### WHAT TO WORK ON:
Please copy out each entry, word for word.

[Saved entries]
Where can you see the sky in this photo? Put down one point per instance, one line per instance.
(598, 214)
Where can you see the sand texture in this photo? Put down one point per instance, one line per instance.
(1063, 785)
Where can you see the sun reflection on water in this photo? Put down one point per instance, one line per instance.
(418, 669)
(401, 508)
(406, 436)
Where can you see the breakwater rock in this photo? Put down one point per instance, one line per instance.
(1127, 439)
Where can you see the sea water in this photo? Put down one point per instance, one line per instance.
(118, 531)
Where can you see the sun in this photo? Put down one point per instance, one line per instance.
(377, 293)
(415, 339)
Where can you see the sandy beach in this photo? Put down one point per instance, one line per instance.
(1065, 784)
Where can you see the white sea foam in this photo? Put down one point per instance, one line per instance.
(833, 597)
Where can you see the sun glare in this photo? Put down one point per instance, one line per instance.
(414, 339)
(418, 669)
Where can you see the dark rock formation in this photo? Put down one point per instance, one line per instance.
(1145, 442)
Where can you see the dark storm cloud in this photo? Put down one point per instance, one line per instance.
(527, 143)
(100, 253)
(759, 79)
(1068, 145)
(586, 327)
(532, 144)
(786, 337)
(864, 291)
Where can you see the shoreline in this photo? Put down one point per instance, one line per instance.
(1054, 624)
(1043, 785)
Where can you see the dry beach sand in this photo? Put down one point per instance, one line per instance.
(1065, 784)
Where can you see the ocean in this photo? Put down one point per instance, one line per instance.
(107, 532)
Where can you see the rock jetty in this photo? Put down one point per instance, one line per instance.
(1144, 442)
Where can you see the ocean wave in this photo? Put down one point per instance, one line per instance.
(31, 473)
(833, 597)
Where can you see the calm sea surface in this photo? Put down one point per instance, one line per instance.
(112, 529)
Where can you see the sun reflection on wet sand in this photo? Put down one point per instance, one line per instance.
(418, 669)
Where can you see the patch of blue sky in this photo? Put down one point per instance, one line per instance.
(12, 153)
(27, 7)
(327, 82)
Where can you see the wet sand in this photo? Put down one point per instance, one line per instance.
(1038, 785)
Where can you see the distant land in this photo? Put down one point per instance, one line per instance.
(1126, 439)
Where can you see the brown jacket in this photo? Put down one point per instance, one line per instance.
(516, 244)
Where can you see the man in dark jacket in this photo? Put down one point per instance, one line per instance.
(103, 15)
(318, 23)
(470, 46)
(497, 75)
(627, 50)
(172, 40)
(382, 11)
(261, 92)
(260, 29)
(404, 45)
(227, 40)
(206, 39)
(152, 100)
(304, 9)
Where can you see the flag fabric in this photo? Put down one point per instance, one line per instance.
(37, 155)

### RESPONSE BELOW:
Where can you see the sky in this photo? Put down one point per instance, one line per instance.
(598, 214)
Where can you see the sand texture in this photo? Put down one point per instance, one line per instance.
(1063, 785)
Where can you see the sun reflection on water in this photo? Put down one point per instance, one line per instance.
(418, 669)
(401, 508)
(406, 436)
Where can you see the breakwater rock in this photo? Put down one point per instance, one line per instance.
(1127, 439)
Where can you see the sea water in this photo? Put down one point per instance, one line per instance.
(118, 531)
Where can you see the sun in this photo? Put down one point per instance, one line per instance.
(377, 293)
(415, 339)
Where can you see the sandy beach in this photo? Put down one point per instance, one line per instance.
(1065, 784)
Where can you see the white sea foam in this photo? Put down one point per instance, one line per instance.
(833, 597)
Where can you see the sun glare in this photo? Put down one point per instance, one line per instance.
(414, 339)
(418, 669)
Where can you see the dark rock formation in this photo? Put down one point per instance, one line per instance.
(1145, 442)
Where can you see the dark storm cloud in this photo? Put down one point per instance, one line per instance.
(527, 143)
(100, 253)
(759, 79)
(1068, 145)
(586, 327)
(532, 144)
(786, 337)
(864, 291)
Where can you see the shoreline in this photo? Put down one point per instance, one line per instance.
(1054, 624)
(1043, 785)
Where can you see the dry beach sand in this photo? Put down one point per instance, one line per instance.
(1065, 784)
Where can you see the ocean in this photo? Put down one point per instance, one line per instance.
(107, 532)
Where can you see the rock jetty in this photo? Put down one point per instance, one line per instance.
(1144, 442)
Where can you see the ocean wave in this photo? Put down one point per instance, one line per instance.
(31, 473)
(833, 597)
Where can you see the calm sea surface in this photo? Put down one point per instance, one line per instance.
(112, 529)
Where can you see the sun reflection on wet sand in this photo? Put down one point per instance, one line per instance.
(418, 669)
Where can you see the patch of blue sky in this photo? Put down one point per instance, one line per instance.
(12, 153)
(27, 7)
(327, 82)
Where can you see the wet sand in this photo? Put down one point per instance, one line per instance.
(1038, 785)
Where can you see the distant land in this photo? Put down one point per instance, one line per instance.
(1126, 439)
Where can you see the brown jacket in this photo? Put down one point per instance, one line per instance.
(516, 244)
Where can you see the man in dark jacket in this photo? Put down one point per instance, one line per instance.
(103, 15)
(318, 23)
(470, 46)
(497, 75)
(627, 50)
(172, 40)
(382, 11)
(261, 92)
(260, 29)
(404, 45)
(227, 40)
(206, 39)
(152, 100)
(304, 9)
Where can you see the flag fabric in this photo? Put down one point per instance, one line per instance.
(37, 155)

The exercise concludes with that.